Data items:

##############################

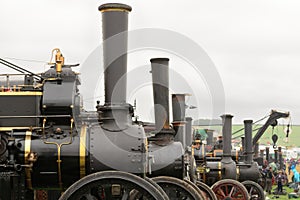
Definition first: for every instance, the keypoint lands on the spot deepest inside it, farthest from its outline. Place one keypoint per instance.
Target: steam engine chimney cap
(114, 7)
(158, 59)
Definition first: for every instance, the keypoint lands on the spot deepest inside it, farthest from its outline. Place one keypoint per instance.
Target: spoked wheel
(207, 192)
(177, 189)
(196, 188)
(254, 190)
(112, 185)
(228, 189)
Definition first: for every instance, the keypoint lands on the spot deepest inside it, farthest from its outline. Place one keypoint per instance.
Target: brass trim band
(114, 9)
(16, 128)
(82, 151)
(26, 93)
(237, 172)
(26, 153)
(220, 171)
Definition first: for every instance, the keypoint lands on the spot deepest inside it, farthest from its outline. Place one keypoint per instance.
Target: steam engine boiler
(48, 142)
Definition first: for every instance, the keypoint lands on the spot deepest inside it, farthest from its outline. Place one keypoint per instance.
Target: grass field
(281, 197)
(293, 139)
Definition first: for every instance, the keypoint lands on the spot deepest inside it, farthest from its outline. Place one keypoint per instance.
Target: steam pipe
(160, 81)
(262, 151)
(267, 154)
(256, 150)
(243, 149)
(115, 37)
(189, 132)
(210, 137)
(280, 158)
(248, 141)
(228, 165)
(226, 131)
(179, 124)
(276, 156)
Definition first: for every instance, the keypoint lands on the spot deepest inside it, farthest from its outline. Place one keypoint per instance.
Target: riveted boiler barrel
(160, 80)
(115, 37)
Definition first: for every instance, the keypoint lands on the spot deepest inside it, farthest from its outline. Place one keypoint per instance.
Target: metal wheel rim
(209, 193)
(228, 189)
(255, 191)
(85, 188)
(178, 188)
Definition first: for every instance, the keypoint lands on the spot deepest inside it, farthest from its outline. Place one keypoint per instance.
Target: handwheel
(254, 190)
(207, 192)
(112, 185)
(228, 189)
(177, 189)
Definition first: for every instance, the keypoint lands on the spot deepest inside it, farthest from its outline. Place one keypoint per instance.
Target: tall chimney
(115, 39)
(226, 131)
(179, 124)
(248, 141)
(160, 81)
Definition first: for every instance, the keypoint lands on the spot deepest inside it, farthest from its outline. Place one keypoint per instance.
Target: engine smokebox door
(58, 98)
(19, 109)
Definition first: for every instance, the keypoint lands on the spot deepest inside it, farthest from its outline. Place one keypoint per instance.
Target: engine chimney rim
(114, 7)
(159, 59)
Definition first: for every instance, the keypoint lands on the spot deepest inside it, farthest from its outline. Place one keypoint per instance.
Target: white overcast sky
(254, 44)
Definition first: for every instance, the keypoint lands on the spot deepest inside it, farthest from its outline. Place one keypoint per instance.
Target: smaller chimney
(189, 132)
(280, 158)
(160, 81)
(248, 141)
(179, 124)
(267, 154)
(226, 131)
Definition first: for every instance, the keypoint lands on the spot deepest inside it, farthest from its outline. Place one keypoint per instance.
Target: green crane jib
(271, 120)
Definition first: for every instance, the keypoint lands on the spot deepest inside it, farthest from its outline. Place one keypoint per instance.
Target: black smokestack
(115, 37)
(248, 141)
(160, 80)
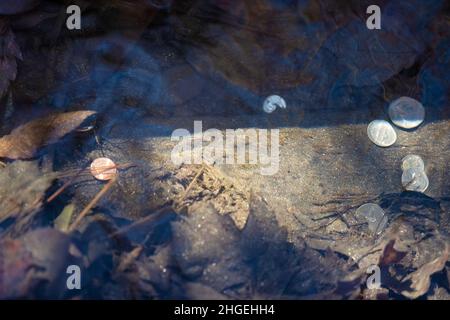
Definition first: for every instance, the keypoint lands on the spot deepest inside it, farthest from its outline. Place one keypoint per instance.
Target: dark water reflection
(163, 59)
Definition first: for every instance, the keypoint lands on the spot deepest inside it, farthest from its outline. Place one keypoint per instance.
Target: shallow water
(166, 231)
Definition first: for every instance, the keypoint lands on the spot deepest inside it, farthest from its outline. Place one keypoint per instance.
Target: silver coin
(406, 112)
(273, 102)
(375, 216)
(413, 161)
(381, 133)
(414, 179)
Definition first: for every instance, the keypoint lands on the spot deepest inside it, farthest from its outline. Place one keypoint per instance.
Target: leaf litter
(202, 233)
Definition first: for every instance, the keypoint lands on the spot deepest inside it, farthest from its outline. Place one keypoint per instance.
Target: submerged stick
(91, 204)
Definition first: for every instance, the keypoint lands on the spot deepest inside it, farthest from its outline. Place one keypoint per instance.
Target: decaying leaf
(62, 222)
(22, 187)
(391, 255)
(420, 279)
(24, 141)
(39, 256)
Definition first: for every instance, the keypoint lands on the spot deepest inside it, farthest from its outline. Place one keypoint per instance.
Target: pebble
(413, 161)
(414, 179)
(103, 169)
(273, 102)
(406, 112)
(374, 215)
(381, 133)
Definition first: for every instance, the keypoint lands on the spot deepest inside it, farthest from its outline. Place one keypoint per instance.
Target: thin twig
(91, 204)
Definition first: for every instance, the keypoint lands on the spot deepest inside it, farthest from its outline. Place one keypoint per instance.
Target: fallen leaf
(24, 141)
(391, 255)
(22, 187)
(420, 279)
(62, 222)
(39, 257)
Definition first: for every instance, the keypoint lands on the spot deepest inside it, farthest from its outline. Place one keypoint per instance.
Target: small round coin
(406, 112)
(381, 133)
(273, 102)
(375, 216)
(103, 169)
(414, 179)
(413, 161)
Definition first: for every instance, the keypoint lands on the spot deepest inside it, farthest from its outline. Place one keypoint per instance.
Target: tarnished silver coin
(414, 179)
(406, 112)
(381, 133)
(413, 161)
(103, 169)
(375, 216)
(273, 102)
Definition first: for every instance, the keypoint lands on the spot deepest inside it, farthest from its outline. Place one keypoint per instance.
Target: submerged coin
(414, 179)
(273, 102)
(103, 169)
(381, 133)
(406, 112)
(375, 216)
(413, 161)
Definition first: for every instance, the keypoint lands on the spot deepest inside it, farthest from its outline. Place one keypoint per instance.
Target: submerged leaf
(420, 279)
(22, 187)
(63, 221)
(24, 141)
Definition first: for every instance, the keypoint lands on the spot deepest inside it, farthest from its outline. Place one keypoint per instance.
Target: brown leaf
(24, 141)
(391, 255)
(420, 279)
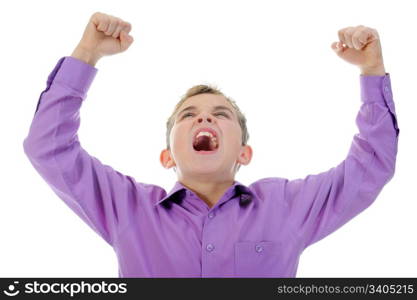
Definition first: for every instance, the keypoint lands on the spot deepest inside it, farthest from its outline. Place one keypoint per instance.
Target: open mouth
(205, 142)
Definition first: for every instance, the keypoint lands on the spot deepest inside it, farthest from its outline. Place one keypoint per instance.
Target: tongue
(203, 143)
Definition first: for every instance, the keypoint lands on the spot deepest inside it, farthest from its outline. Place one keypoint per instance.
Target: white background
(272, 57)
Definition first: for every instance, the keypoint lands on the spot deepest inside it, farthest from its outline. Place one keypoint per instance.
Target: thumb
(125, 40)
(337, 47)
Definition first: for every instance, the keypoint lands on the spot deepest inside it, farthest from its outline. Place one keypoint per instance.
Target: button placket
(259, 248)
(210, 247)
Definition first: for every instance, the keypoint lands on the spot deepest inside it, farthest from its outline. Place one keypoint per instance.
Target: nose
(200, 119)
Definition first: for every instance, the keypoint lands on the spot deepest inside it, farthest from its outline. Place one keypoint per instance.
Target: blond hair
(209, 89)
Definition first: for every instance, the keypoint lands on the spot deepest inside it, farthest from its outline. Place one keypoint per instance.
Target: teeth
(212, 138)
(206, 133)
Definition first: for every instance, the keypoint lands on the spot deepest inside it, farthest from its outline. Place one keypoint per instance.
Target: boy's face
(222, 162)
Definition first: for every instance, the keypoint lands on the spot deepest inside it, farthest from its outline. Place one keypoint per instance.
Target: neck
(209, 191)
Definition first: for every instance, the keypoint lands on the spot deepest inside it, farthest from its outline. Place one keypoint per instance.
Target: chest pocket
(258, 259)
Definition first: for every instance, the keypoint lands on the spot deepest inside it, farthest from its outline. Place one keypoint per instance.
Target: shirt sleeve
(90, 188)
(321, 203)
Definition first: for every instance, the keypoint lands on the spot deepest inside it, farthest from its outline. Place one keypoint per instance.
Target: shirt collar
(179, 191)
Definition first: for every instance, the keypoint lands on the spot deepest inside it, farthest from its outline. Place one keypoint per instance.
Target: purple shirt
(258, 230)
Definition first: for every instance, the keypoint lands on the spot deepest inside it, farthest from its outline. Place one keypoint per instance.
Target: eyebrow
(218, 107)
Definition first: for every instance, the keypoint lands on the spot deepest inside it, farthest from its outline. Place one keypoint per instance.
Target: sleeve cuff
(75, 74)
(376, 88)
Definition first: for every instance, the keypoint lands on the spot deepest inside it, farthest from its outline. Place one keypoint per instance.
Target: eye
(223, 114)
(186, 115)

##############################

EXERCISE TASK: Please select every line in the rows above that contains the word "white". Case matters.

OUTPUT:
Target: white overcast sky
Target: white background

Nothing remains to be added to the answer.